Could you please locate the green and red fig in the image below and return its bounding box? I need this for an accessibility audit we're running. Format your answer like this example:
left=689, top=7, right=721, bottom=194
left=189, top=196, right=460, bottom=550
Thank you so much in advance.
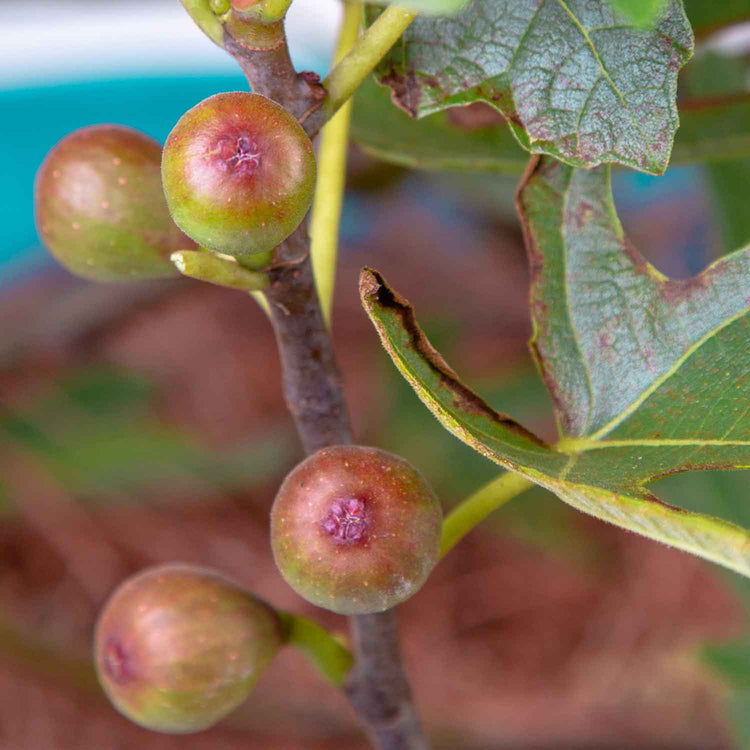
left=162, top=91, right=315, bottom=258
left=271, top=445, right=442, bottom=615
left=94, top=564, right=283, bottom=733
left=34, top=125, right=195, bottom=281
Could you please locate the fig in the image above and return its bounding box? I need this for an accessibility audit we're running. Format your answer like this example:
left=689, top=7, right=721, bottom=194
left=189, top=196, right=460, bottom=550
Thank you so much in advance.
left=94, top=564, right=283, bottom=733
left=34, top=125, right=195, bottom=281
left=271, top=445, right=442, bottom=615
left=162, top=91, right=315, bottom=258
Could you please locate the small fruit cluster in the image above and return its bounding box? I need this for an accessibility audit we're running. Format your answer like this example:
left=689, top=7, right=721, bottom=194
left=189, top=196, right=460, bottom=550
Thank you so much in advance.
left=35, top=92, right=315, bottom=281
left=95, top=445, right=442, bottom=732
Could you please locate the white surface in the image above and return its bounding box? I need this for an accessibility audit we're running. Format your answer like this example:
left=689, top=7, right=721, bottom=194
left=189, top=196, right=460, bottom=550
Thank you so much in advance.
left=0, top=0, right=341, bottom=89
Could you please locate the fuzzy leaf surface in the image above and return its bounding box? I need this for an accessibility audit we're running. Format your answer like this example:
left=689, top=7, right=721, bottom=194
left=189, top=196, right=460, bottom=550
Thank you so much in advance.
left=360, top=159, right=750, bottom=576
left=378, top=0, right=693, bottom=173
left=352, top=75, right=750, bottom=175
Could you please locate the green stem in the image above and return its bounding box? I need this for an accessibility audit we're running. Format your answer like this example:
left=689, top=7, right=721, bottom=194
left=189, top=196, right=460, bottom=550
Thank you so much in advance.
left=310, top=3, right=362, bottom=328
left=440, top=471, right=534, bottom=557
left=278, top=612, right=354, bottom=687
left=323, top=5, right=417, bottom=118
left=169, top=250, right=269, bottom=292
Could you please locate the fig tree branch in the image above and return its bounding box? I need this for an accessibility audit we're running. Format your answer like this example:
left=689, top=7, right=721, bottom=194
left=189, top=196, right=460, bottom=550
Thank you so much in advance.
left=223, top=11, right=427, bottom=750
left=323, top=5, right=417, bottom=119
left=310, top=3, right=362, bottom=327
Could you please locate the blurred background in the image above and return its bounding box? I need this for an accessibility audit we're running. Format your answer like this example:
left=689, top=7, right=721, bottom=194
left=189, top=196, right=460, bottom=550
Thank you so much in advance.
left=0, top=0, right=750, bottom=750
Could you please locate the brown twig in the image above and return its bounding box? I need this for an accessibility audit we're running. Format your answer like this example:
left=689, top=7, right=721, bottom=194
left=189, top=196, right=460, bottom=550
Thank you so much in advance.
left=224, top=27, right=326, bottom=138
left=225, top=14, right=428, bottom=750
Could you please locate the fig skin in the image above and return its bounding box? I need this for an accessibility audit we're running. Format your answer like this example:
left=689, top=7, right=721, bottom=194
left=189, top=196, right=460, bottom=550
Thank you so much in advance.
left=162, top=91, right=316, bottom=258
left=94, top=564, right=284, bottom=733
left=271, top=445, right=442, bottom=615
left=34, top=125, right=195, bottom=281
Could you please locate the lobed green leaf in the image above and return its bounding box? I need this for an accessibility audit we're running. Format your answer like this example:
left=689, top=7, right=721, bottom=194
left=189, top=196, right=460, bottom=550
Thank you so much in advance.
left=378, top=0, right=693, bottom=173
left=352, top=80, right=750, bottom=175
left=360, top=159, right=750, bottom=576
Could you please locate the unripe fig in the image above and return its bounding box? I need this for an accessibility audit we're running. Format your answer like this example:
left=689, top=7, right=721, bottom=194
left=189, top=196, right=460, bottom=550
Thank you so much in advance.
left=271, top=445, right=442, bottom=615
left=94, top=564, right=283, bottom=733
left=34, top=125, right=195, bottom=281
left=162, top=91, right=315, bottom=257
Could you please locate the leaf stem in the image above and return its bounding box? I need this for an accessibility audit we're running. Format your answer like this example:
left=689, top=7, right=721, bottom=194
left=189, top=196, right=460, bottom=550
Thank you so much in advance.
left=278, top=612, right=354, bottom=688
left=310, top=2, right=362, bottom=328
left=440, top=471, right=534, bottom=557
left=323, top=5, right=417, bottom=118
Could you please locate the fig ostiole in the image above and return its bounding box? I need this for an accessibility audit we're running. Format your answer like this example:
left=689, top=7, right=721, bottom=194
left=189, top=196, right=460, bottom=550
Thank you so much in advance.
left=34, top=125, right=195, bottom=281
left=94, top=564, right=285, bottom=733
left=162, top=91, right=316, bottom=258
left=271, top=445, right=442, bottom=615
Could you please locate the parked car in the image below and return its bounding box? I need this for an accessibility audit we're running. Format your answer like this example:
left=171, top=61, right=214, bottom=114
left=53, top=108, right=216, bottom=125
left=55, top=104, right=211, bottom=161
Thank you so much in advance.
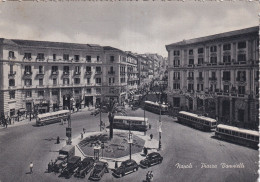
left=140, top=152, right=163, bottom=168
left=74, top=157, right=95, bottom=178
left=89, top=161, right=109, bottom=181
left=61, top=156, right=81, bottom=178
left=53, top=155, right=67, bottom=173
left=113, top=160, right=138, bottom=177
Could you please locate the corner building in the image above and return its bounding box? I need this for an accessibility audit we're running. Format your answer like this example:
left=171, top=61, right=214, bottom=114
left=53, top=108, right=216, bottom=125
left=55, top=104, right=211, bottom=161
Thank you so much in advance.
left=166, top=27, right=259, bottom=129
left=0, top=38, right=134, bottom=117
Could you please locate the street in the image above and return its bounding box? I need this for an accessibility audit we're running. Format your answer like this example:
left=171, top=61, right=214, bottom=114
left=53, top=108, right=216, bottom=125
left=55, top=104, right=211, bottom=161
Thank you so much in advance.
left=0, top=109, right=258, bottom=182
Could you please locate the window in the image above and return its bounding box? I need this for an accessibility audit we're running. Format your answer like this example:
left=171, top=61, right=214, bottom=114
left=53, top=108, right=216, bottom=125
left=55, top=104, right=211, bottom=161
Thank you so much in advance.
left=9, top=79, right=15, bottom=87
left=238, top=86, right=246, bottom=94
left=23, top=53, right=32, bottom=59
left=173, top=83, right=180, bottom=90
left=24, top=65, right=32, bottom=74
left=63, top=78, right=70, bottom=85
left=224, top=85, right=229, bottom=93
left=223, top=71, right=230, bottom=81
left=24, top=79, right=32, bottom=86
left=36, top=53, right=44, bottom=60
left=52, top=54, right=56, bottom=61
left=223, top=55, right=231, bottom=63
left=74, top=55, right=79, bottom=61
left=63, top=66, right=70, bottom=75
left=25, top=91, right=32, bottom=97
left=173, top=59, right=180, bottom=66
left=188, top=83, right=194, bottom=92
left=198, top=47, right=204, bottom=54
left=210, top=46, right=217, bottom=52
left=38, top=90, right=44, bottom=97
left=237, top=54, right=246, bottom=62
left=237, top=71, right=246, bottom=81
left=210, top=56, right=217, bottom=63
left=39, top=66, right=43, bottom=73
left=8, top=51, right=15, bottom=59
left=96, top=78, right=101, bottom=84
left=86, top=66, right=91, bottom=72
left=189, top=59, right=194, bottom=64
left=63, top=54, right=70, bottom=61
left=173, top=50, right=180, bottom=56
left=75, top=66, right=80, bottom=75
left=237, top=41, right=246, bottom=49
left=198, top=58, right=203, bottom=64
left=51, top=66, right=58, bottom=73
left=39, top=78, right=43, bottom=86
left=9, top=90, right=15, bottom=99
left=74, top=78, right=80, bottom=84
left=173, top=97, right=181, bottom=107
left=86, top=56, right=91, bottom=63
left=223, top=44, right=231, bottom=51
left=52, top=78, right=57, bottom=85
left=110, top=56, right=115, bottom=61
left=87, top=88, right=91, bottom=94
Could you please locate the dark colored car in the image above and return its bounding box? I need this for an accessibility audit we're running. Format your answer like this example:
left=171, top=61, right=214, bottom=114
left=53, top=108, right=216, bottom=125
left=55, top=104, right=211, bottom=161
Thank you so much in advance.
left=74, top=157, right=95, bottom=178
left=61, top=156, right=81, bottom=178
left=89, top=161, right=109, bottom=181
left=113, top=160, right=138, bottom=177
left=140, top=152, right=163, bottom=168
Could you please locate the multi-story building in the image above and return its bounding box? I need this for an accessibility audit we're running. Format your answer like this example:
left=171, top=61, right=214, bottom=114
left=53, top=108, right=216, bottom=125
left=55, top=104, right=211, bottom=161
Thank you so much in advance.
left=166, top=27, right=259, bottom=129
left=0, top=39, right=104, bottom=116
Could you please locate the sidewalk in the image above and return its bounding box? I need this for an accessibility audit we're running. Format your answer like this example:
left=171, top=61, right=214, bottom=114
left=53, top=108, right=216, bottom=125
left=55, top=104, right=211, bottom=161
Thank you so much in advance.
────────
— ANFORDERUNGEN —
Gib die Zeilen der Daten oben ab der Zeile mit „Could you please locate the blurred“ bis einschließlich der Zeile mit „left=225, top=14, right=428, bottom=750“ als nummerierte Liste ohne Leerzeilen aus.

— LÖSUNG —
1. Could you please locate the blurred background in the image above and return its bounding box? I need this for an accessibility audit we're running. Format your answer like this example:
2. left=689, top=7, right=721, bottom=194
3. left=189, top=196, right=460, bottom=550
4. Thank you so much in advance.
5. left=0, top=0, right=750, bottom=750
6. Could you please locate the brown twig in the image above and return its bounding box? I need this for an accessibility audit we're running. Format your answer like this example:
7. left=689, top=7, right=721, bottom=194
8. left=189, top=196, right=460, bottom=550
9. Thank you so much in advance.
10. left=224, top=27, right=326, bottom=138
11. left=225, top=14, right=428, bottom=750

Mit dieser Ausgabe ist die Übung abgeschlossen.